### Given records
»»

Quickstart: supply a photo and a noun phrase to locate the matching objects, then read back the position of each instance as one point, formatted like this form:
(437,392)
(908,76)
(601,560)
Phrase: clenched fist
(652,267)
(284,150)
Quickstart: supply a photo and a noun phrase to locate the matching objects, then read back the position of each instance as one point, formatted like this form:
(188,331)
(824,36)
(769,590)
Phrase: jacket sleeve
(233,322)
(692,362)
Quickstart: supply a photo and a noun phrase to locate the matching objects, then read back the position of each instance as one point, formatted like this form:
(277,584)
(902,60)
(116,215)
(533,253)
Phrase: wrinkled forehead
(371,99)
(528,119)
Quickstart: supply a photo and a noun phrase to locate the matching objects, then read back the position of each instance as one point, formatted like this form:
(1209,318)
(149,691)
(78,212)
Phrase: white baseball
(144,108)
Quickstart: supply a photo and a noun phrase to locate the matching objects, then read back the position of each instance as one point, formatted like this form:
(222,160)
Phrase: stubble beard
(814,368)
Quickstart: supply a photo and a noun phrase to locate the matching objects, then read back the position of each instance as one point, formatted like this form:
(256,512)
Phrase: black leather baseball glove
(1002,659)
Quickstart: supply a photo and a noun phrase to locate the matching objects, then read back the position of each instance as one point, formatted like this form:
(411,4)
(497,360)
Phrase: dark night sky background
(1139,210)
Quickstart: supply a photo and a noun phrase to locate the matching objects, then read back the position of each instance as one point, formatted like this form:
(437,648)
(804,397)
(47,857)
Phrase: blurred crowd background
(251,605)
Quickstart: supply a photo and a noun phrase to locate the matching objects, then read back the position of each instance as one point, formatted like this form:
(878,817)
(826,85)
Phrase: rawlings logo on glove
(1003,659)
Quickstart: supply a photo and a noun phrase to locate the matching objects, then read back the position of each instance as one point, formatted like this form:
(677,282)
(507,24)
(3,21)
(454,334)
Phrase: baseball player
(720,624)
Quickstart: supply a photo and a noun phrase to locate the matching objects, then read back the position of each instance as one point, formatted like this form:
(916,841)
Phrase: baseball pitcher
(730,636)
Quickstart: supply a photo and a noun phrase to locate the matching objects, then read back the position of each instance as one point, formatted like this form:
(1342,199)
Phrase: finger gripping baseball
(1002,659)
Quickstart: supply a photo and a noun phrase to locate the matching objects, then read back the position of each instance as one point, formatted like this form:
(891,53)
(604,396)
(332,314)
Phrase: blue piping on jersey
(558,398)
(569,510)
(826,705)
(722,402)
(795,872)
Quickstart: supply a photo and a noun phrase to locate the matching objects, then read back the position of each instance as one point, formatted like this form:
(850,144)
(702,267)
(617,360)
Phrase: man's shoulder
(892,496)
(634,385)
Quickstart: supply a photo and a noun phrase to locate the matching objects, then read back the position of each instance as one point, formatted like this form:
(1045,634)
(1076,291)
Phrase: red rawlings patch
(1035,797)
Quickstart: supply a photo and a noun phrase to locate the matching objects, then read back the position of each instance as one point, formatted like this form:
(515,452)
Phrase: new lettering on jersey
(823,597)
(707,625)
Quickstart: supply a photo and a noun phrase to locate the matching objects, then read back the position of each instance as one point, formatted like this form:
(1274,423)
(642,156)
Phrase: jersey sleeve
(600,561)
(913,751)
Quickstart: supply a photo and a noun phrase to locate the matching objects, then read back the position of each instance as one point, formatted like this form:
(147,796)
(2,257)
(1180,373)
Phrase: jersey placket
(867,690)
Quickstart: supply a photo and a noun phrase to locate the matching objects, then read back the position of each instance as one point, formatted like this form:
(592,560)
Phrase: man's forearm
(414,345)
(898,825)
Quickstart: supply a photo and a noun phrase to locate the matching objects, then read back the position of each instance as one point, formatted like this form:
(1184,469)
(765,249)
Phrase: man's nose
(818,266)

««

### What to produce
Give again the lines from the line holding "Phrase: man's forearm" through the close of the listing, both included, exactly as written and with nothing else.

### Result for this task
Phrase: man's forearm
(414,345)
(898,825)
Quickstart: supply a photo and a noun phrase to locate the matching objects, then read back the position of each instance as one point, formatted like this form:
(1184,469)
(765,249)
Phrase: man's nose
(818,266)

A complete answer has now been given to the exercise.